» **SOURCE DOCUMENT**:
6.9. jules_soil.nml

This file sets the soil options and parameters. It contains one namelist called JULES_SOIL.

6.9.1. JULES_SOIL namelist members

JULES_SOIL::sm_levels

Type:

integer

Permitted:

>= 1

Default:

4

Number of soil layers.

A value of 4 is often used, with soil layer depths that have been tuned using this.

Warning

If ncpft > 0, sm_levels >= 3 is required.

JULES_SOIL::l_vg_soil

Type:

logical

Default:

F

Switch for van Genuchten soil hydraulic model.

TRUE

Use van Genuchten model.

FALSE

Use Brooks and Corey model [1].

See also

References:

• Brooks, R.H. and A.T. Corey, 1964, Hydraulic properties of porous media. Colorado State University Hydrology Papers 3.

• van Genuchten, M.T., 1980, A Closed-form Equation for Predicting the Hydraulic Conductivity of Unsaturated Soils. Soil Science Society of America Journal, 44:892-898.

JULES_SOIL::l_dpsids_dsdz

Type:

logical

Default:

F

Switch to calculate vertical gradient of soil suction with the assumption of linearity only for fractional saturation (consistent with the calculation of hydraulic conductivity).

JULES_SOIL::l_soil_sat_down

Type:

logical

Default:

F

Switch for dealing with supersaturated soil layers. If a soil layer becomes supersaturated, the water in excess of saturation will be put into the layer below or above according to this switch.

TRUE (Down)

Any excess is put into the layer below. Any excess from the bottom layer becomes subsurface runoff.

FALSE (Up)

Any excess is put into the layer above. Any excess from the top layer becomes surface runoff. This option was used in JULES2.0.

JULES_SOIL::l_holdwater

Type:

logical

Default:

F

This switch fixes a problem in soil hydrology, whereby if a layer goes supersaturated during the implicit calulation, the excess water is pushed out of the soil column (l_holdwater = FALSE) instead of into an adjacent layer (l_holdwater = TRUE).

TRUE

Supersaturated soil moisture from implicit calculation goes into an adjacent layer (above or below depending on l_soil_sat_down). This option was added in JULES 5.1.

FALSE

Supersaturated soil moisture from implicit calculation goes out of the base of the soil column.

JULES_SOIL::soilhc_method

Type:

integer

Permitted:

1, 2 or 3

Default:

1

Switch for soil thermal conductivity model.

1. Use approach of Cox et al (1999), as in JULES2.0.

   This is likely to predict values of soil thermal conductivity that are too low (Dharssi et al, 2009).

» **INFORMATION GIVEN**:

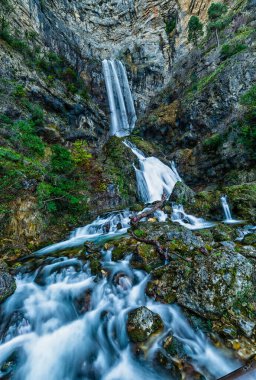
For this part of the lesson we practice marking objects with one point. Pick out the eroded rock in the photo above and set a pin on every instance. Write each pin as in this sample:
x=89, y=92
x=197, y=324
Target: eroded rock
x=142, y=323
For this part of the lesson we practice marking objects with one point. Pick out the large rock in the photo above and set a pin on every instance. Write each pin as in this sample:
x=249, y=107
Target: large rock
x=216, y=282
x=142, y=323
x=7, y=282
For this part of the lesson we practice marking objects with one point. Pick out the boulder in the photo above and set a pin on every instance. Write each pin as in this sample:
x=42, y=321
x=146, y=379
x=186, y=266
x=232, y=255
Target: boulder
x=142, y=323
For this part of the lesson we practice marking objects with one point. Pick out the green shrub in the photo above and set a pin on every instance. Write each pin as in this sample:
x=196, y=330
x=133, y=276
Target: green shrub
x=247, y=126
x=61, y=160
x=19, y=91
x=217, y=10
x=195, y=29
x=31, y=143
x=170, y=25
x=80, y=155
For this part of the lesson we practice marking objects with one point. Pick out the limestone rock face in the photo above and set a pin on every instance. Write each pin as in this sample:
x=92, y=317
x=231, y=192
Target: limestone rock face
x=7, y=282
x=88, y=31
x=142, y=323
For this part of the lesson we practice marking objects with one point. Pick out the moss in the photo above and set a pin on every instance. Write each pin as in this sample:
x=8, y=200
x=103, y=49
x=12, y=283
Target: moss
x=213, y=142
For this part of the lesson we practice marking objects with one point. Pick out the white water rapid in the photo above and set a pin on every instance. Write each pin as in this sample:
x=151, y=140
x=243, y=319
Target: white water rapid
x=103, y=228
x=228, y=217
x=63, y=324
x=121, y=105
x=154, y=178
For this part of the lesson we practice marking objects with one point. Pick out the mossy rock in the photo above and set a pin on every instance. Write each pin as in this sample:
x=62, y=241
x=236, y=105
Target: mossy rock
x=122, y=248
x=142, y=323
x=250, y=240
x=224, y=232
x=162, y=285
x=182, y=194
x=241, y=198
x=146, y=258
x=95, y=262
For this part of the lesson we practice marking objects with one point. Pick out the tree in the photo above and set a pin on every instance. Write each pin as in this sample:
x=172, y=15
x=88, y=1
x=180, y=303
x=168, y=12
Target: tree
x=215, y=14
x=195, y=29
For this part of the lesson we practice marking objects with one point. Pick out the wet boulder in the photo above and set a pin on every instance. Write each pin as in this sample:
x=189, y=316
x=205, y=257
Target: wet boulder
x=216, y=282
x=142, y=323
x=146, y=257
x=7, y=282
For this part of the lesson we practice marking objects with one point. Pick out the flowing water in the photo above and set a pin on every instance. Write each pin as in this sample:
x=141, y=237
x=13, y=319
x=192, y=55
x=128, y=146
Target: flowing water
x=154, y=178
x=103, y=228
x=121, y=105
x=228, y=217
x=62, y=324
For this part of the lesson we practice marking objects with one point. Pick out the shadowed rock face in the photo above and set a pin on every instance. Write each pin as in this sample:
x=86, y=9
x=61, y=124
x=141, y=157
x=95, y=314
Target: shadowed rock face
x=86, y=32
x=7, y=282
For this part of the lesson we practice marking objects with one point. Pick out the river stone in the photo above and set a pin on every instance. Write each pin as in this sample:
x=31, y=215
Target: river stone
x=215, y=283
x=142, y=323
x=182, y=193
x=7, y=282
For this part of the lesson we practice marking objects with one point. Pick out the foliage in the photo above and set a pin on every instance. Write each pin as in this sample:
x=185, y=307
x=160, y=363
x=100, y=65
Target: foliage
x=170, y=25
x=61, y=160
x=216, y=10
x=228, y=50
x=247, y=126
x=80, y=154
x=19, y=91
x=195, y=29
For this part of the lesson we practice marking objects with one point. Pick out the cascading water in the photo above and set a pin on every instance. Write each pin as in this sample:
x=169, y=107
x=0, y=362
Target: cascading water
x=154, y=178
x=189, y=221
x=122, y=111
x=228, y=217
x=104, y=227
x=63, y=324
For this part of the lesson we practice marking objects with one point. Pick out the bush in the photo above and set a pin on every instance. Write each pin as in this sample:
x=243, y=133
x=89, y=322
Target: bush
x=228, y=50
x=80, y=154
x=216, y=10
x=247, y=126
x=61, y=160
x=19, y=91
x=170, y=25
x=195, y=29
x=31, y=143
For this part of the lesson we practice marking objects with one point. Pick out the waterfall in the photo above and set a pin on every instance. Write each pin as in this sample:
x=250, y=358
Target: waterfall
x=226, y=208
x=189, y=221
x=228, y=216
x=103, y=228
x=153, y=177
x=122, y=111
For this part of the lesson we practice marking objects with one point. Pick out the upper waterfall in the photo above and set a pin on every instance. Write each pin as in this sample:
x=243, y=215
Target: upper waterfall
x=122, y=111
x=154, y=178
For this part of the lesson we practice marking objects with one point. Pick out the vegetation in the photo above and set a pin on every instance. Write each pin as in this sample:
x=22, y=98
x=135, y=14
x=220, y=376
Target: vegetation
x=195, y=29
x=216, y=14
x=170, y=25
x=228, y=50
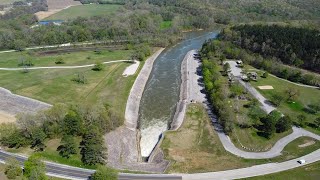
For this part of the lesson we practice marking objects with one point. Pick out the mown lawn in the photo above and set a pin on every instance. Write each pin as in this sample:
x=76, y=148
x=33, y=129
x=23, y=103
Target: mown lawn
x=196, y=147
x=4, y=177
x=40, y=58
x=294, y=109
x=88, y=10
x=56, y=85
x=310, y=172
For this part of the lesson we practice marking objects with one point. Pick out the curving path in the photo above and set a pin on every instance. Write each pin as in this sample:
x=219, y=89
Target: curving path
x=65, y=67
x=193, y=65
x=298, y=84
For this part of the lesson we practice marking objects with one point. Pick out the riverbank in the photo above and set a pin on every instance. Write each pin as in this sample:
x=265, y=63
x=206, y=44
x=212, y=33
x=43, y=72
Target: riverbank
x=188, y=75
x=123, y=143
x=133, y=103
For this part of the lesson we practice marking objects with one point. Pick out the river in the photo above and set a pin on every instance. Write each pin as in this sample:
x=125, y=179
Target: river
x=161, y=94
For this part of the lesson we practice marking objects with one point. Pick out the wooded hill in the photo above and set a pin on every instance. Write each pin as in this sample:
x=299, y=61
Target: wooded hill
x=293, y=46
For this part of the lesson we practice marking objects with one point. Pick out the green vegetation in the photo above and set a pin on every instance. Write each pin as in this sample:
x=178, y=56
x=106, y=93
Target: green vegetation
x=196, y=147
x=85, y=11
x=301, y=105
x=293, y=46
x=105, y=173
x=166, y=24
x=50, y=58
x=310, y=171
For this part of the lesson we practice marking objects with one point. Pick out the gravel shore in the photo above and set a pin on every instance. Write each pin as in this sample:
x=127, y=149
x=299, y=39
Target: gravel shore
x=123, y=143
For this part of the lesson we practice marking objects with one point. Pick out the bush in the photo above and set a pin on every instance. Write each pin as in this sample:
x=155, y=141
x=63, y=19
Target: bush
x=265, y=75
x=98, y=67
x=105, y=173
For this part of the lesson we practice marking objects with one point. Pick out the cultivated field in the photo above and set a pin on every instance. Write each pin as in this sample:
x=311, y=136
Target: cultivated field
x=84, y=11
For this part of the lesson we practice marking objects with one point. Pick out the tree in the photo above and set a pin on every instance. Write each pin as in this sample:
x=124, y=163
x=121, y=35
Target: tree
x=98, y=67
x=68, y=146
x=38, y=137
x=317, y=122
x=12, y=169
x=277, y=99
x=269, y=123
x=292, y=94
x=265, y=75
x=302, y=120
x=34, y=169
x=72, y=124
x=92, y=149
x=105, y=173
x=284, y=124
x=226, y=68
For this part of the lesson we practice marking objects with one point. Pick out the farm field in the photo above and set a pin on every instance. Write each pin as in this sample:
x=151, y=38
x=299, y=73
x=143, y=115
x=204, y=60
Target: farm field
x=84, y=11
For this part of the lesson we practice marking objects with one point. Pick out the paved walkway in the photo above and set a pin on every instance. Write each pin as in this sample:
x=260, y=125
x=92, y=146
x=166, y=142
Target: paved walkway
x=266, y=106
x=225, y=140
x=63, y=67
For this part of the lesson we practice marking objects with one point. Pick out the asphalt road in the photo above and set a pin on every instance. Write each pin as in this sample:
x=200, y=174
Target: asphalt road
x=54, y=169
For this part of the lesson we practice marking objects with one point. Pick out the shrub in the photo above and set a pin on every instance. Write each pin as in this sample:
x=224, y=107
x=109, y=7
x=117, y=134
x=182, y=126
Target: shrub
x=98, y=67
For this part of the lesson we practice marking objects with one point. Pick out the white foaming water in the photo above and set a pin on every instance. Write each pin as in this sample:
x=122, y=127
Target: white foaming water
x=150, y=137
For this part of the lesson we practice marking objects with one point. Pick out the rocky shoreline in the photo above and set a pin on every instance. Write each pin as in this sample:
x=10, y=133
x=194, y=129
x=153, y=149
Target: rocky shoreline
x=123, y=143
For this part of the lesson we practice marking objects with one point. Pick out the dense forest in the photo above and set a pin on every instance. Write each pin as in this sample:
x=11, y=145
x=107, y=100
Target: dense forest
x=298, y=47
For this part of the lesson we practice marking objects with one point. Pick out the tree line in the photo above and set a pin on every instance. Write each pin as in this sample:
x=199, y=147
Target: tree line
x=294, y=46
x=228, y=49
x=89, y=123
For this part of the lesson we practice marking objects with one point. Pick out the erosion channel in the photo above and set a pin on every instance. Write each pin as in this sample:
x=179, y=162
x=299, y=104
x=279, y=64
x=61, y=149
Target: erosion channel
x=161, y=94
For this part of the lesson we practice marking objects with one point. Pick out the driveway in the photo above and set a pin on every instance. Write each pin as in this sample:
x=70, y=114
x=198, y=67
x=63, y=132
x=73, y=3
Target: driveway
x=236, y=71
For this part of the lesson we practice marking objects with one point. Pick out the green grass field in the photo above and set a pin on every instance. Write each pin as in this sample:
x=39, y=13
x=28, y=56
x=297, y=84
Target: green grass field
x=12, y=60
x=196, y=147
x=307, y=96
x=84, y=11
x=8, y=1
x=307, y=172
x=56, y=85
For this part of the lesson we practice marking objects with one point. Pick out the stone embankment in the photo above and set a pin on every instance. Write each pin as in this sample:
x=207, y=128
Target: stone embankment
x=133, y=103
x=123, y=143
x=15, y=104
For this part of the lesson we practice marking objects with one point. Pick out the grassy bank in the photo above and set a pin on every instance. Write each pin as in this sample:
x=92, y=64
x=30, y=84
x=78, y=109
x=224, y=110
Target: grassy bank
x=310, y=172
x=43, y=58
x=196, y=147
x=88, y=10
x=307, y=96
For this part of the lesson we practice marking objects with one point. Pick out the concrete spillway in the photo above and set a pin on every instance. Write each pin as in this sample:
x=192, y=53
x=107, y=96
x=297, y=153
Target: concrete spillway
x=161, y=93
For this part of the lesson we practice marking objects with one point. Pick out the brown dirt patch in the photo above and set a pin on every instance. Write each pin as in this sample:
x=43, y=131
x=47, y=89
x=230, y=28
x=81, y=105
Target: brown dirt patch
x=55, y=6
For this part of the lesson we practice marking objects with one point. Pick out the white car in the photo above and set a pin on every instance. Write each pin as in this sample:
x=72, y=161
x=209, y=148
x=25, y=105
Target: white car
x=302, y=161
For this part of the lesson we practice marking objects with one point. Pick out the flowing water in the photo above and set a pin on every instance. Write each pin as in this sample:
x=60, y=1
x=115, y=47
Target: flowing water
x=162, y=91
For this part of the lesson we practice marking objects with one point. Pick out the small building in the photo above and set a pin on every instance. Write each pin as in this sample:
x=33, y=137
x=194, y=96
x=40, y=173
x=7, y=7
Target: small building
x=239, y=63
x=252, y=75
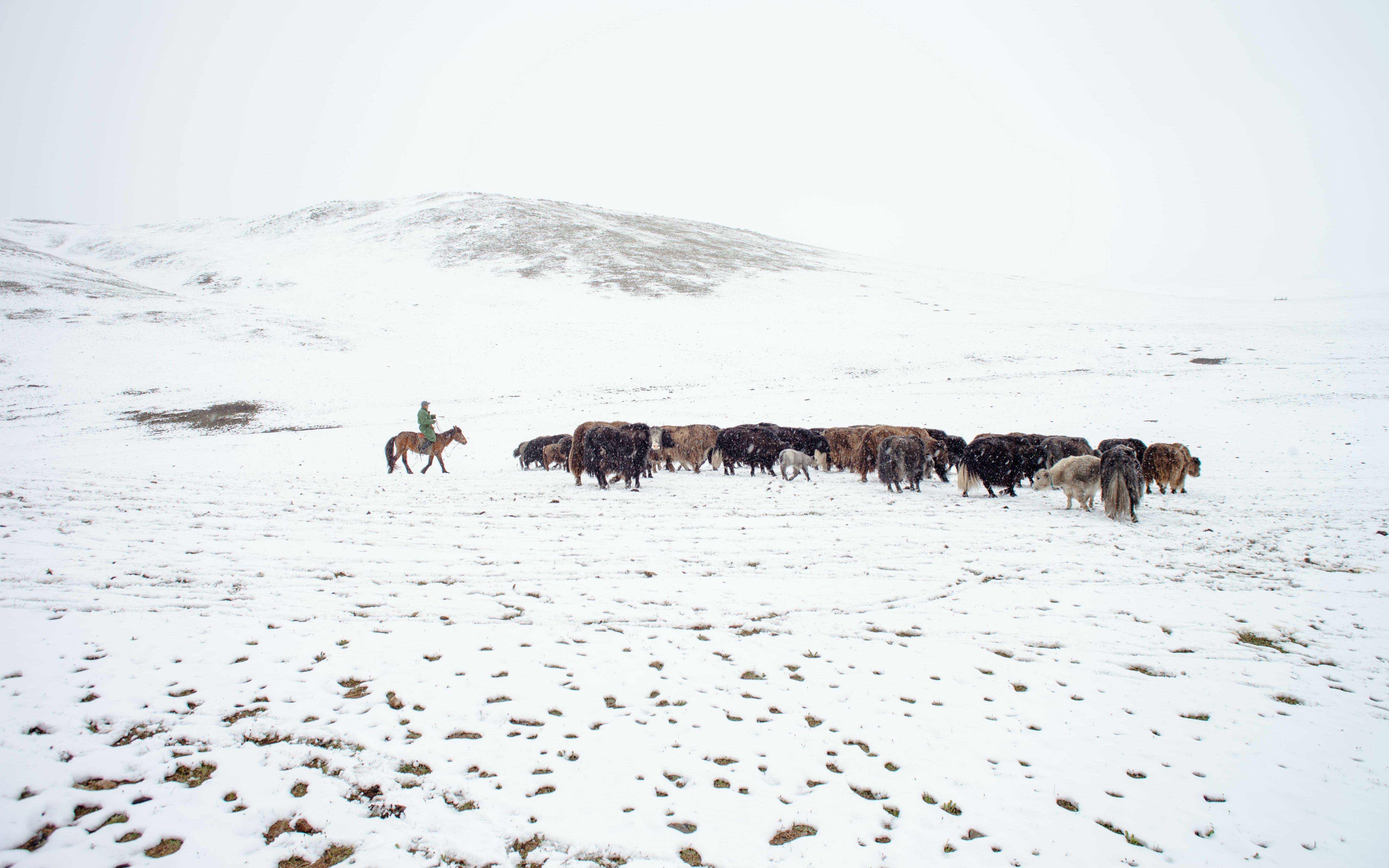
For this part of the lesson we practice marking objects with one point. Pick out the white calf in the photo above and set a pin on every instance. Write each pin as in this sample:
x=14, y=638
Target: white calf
x=801, y=463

» **TASKS TO COMPLETE**:
[1] Answer these questions from the jules_soil.nml documentation:
(a) What is the default value of sm_levels?
(b) Which model is used when l_vg_soil is FALSE?
(c) In which JULES version was the TRUE option of l_holdwater added?
[2] Can you reproduce the jules_soil.nml documentation from "Use van Genuchten" up to and including "America Journal, 44:892-898."?
[3] What comes next in the jules_soil.nml documentation after its last line?

» **THE RESULTS**:
[1]
(a) 4
(b) The Brooks and Corey model.
(c) JULES 5.1

[2]
Use van Genuchten model.

FALSE

Use Brooks and Corey model [1].

See also

References:

• Brooks, R.H. and A.T. Corey, 1964, Hydraulic properties of porous media. Colorado State University Hydrology Papers 3.

• van Genuchten, M.T., 1980, A Closed-form Equation for Predicting the Hydraulic Conductivity of Unsaturated Soils. Soil Science Society of America Journal, 44:892-898.

[3]
2. Use approach of Dharssi et al (2009), which was adapted from Johansen (1975) and described by Peters-Lidard et al. (1998).

   This is not recommended for organic soils.
3. Use approach of Chadburn et al (2015).

   This is recommended when using organic soils, which can have a much lower saturated thermal conductivity than mineral soils.

See also

References:

• Chadburn et al (2015). An improved representation of physical permafrost dynamics in a global land-surface scheme. Geoscientific Model Development

• Dharssi et al (2009). New soil physical properties implemented in the Unified Model at PS18. Met Office Technical note 528

• Johansen (1975). Thermal conductivity of soils. PhD thesis. University of Trondheim, Norway

• Peters-Lidard et al (1998). The effect of soil thermal conductivity parameterisation on surface energy fluxes and temperatures. J. Atmos. Sci. 55:1209-1224

JULES_SOIL::l_bedrock

Type:

logical

Default:

F

Switch for using a thermal bedrock column beneath the soil column. The bedrock has no hydrological processes - diffusion of heat is the only process represented.

Properties of the bedrock can be set using ns_deep, hcapdeep, hcondeep and dzdeep.

TRUE

An additional bedrock column is used below the soil column.

FALSE

No effect.

See also

For full details see Chadburn et al. (2015)

Bedrock parameters (only used if l_bedrock = TRUE)

JULES_SOIL::ns_deep

Type:

integer

Permitted:

>= 1

Default:

100

The number of levels in the thermal-only bedrock.

JULES_SOIL::hcapdeep

Type:

real

Default:

2100000.0

The heat capacity of the bedrock (J K^-1 m^-3 ).

JULES_SOIL::hcondeep

Type:

real

Default:

8.6

The heat conductivity of the bedrock (W m^-2 K^-1 ).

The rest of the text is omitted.